____ Data excerpts

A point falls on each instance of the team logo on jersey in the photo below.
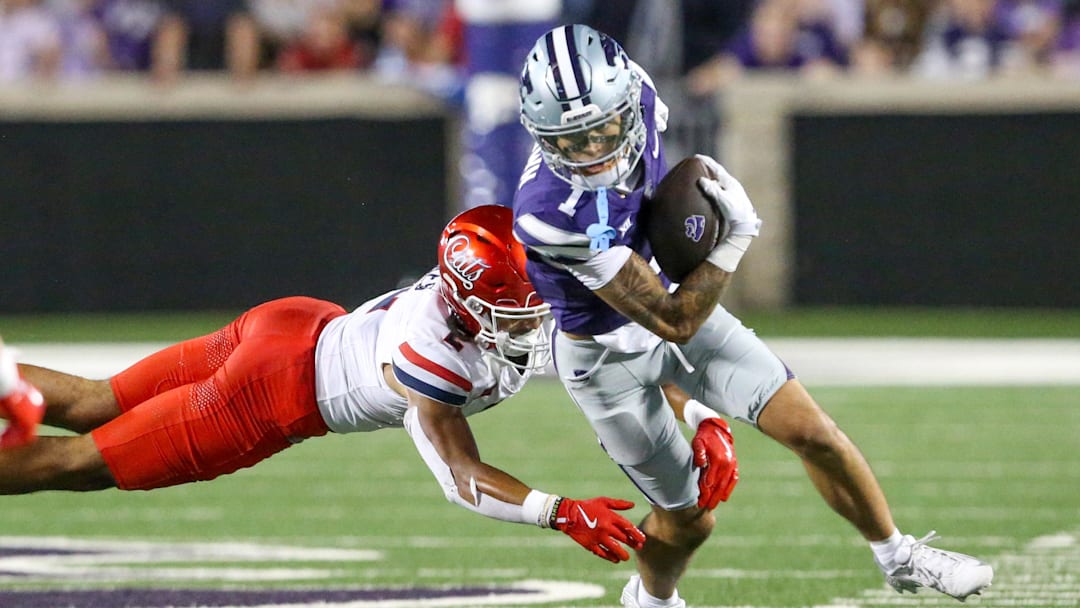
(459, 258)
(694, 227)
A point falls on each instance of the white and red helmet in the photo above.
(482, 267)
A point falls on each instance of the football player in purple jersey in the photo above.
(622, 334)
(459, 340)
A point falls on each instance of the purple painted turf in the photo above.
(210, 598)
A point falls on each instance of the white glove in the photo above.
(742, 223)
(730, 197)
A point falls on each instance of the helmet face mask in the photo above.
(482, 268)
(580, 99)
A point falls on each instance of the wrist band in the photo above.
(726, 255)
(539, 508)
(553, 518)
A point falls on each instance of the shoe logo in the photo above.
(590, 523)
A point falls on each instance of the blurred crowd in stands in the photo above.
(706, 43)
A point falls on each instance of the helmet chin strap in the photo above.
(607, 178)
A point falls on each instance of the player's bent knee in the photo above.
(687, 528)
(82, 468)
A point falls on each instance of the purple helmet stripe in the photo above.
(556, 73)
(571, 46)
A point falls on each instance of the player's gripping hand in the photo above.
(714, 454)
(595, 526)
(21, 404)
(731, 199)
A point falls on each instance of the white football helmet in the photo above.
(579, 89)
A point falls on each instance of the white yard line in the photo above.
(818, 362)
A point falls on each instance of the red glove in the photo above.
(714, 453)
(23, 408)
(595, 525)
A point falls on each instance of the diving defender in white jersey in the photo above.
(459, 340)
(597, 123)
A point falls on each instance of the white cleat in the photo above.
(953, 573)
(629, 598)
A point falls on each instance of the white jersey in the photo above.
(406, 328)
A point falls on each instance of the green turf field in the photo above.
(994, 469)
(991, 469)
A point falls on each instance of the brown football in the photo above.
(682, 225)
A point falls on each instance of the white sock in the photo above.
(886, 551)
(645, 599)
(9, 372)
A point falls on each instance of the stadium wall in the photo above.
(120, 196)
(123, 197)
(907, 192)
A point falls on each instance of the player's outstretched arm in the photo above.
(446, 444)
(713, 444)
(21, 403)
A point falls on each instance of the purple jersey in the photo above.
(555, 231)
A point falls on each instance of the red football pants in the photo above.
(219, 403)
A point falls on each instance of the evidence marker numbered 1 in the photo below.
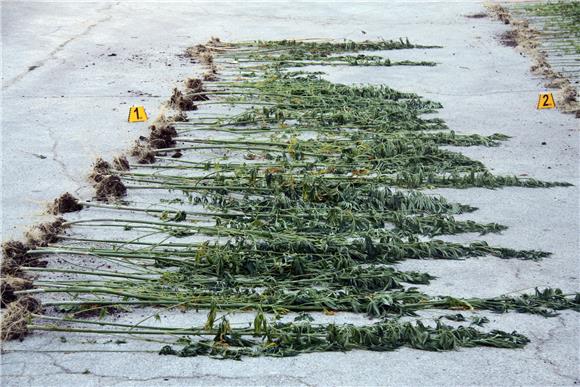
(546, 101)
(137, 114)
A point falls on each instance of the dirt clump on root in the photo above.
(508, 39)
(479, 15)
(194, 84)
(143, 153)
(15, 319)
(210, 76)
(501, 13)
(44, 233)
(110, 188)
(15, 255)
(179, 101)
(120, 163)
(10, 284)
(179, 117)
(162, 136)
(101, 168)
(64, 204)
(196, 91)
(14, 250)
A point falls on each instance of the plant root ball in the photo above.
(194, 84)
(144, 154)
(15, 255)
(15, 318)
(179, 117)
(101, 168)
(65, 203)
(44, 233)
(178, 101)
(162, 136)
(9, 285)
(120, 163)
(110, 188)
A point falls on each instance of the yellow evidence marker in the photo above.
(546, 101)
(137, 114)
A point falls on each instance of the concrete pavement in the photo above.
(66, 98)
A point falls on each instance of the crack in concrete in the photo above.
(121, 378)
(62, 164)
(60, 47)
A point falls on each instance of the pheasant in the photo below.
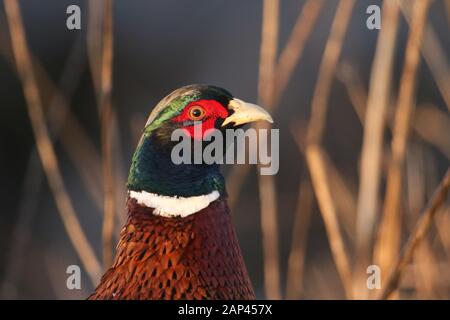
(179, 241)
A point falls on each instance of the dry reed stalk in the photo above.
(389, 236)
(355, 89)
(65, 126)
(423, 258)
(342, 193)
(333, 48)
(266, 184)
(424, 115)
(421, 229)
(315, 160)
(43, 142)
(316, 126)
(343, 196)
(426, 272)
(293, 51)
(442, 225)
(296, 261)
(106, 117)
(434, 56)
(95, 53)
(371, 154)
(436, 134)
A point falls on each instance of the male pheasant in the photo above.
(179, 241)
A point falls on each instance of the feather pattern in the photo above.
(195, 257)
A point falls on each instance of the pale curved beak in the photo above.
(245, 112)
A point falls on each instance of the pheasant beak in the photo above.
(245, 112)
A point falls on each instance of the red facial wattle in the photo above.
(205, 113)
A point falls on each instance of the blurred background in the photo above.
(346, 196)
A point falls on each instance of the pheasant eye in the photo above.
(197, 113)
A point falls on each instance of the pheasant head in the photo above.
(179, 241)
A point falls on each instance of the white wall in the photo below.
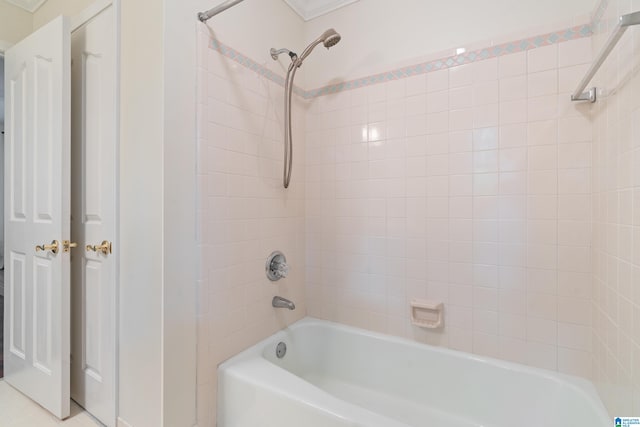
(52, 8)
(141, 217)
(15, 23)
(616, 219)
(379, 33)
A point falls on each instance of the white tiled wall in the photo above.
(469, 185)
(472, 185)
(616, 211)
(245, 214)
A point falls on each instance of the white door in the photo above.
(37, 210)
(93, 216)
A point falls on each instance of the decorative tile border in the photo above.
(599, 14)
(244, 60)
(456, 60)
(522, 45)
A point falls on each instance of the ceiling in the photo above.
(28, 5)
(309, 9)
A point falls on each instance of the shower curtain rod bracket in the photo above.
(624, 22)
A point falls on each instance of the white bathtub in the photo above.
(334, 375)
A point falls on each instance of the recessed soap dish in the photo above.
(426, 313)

________

Output every entry word for word, but omit the pictures.

Task result »
A point falls on each instance of the team logo on jersey in the photo below.
(459, 258)
(694, 227)
A point falls on each instance of the white and red helmet in the photo above.
(482, 267)
A point falls on each instance of the football player in purple jersey in the photo above.
(622, 334)
(459, 340)
A point falls on each instance of the purple painted turf in the photo above.
(210, 598)
A point falls on each instance of the white glove in the photo above.
(742, 223)
(730, 197)
A point falls on each instance of the helmet face mask in the photo above.
(482, 268)
(580, 99)
A point falls on each instance of the wrist band in the photo above.
(726, 255)
(539, 508)
(553, 518)
A point falls on each instance of the shoe logo in the photo above.
(590, 523)
A point falls on each instance of the blurred crowd in stands in the photo above.
(706, 43)
A point falls on each instance of the helmet chin strap in the photo above.
(607, 178)
A point falls on each instance of the player's bent knee in the photo above.
(687, 528)
(82, 468)
A point falls on each instance of the purple helmet stripe in the photo above.
(556, 73)
(571, 46)
A point falls on each instance of the player's gripping hand in the photo above.
(714, 454)
(595, 526)
(21, 404)
(731, 199)
A point falls on each instance of the white football helmet in the photo above.
(579, 89)
A point falls on each instance of the white yard line in the photo above.
(818, 362)
A point falls on each instance of the red glove in the photo above.
(714, 453)
(23, 408)
(595, 525)
A point falls on each instance of the diving defender in white jersey in the photo above.
(459, 340)
(597, 123)
A point falls on each instance of the white cleat in the photo above.
(953, 573)
(629, 598)
A point falls on each instance of the white jersey in the photo above.
(406, 328)
A point falls on each instance of the green turf field in the photo above.
(994, 469)
(991, 469)
A point falls on each instance of the brown football in the photo above.
(682, 225)
A point falls on each instance of the white sock in the photo above.
(886, 551)
(645, 599)
(9, 372)
A point falls on each instance of the stadium wall in the photo above.
(120, 196)
(123, 197)
(907, 192)
A point falls on each instance of the player's outstretched arm in the photo above.
(446, 444)
(713, 444)
(21, 403)
A point falls on each instance of the purple jersey in the photo above.
(555, 231)
A point falls on each instance of the red football pants in the photo above.
(219, 403)
A point falls on each instance of the evidence marker numbered 1 in the photo below.
(546, 101)
(137, 114)
A point falls on each instance of the dirt clump on root in the photo above.
(508, 39)
(479, 15)
(194, 84)
(143, 153)
(15, 319)
(210, 76)
(501, 13)
(44, 233)
(110, 188)
(15, 255)
(179, 101)
(120, 163)
(10, 284)
(179, 117)
(162, 136)
(101, 168)
(64, 204)
(196, 91)
(14, 250)
A point falls on each instance of the plant root ball in the photo above.
(194, 84)
(144, 154)
(15, 255)
(15, 318)
(179, 117)
(101, 168)
(65, 203)
(44, 233)
(178, 101)
(162, 136)
(9, 285)
(120, 163)
(110, 188)
A point falls on each instance of the yellow evidence marker in the photo above.
(546, 101)
(137, 114)
A point falls on each instance of the concrete pavement in the photo above.
(66, 98)
A point falls on each instance of the crack in concrete in the photo above.
(121, 378)
(62, 164)
(60, 47)
A point falls on each instance of the pheasant in the photo below.
(179, 241)
A point falls on each instance of the dry reed stalk in the photo above.
(389, 236)
(355, 89)
(65, 126)
(423, 258)
(342, 193)
(333, 48)
(266, 184)
(424, 115)
(421, 229)
(315, 160)
(43, 142)
(316, 126)
(343, 196)
(426, 272)
(293, 51)
(442, 225)
(296, 261)
(106, 117)
(434, 56)
(95, 53)
(371, 154)
(436, 134)
A point falls on each instance of the male pheasant in the photo above.
(179, 241)
A point falls on each instance of the feather pattern in the photo above.
(195, 257)
A point falls on each instance of the pale curved beak in the photo above.
(245, 112)
A point falls on each instance of the pheasant beak in the photo above.
(245, 112)
A point falls on each instance of the red facial wattle in the photo above.
(205, 113)
A point falls on each instance of the blurred background in the photo above.
(346, 196)
A point falls on each instance of the pheasant eye in the photo above.
(197, 113)
A point falls on each instance of the pheasant head in the photo above.
(179, 241)
A point falls on each instance of the white wall in the photo below.
(52, 8)
(141, 217)
(15, 23)
(616, 219)
(379, 33)
A point falls on each instance of the white tiled wall in the photo above.
(469, 185)
(472, 185)
(616, 211)
(245, 214)
A point falls on each instance of the white door in the photo above.
(37, 210)
(93, 216)
A point falls on each instance of the decorative tile border in the photo above.
(599, 14)
(244, 60)
(456, 60)
(522, 45)
A point falls on each instance of the ceiling in the photo above.
(28, 5)
(309, 9)
A point falls on each instance of the shower curtain rod bracket in the photo above.
(624, 22)
A point falls on each instance of the white bathtub in the photo above.
(334, 375)
A point falls on each instance of the recessed soap dish in the photo above.
(426, 313)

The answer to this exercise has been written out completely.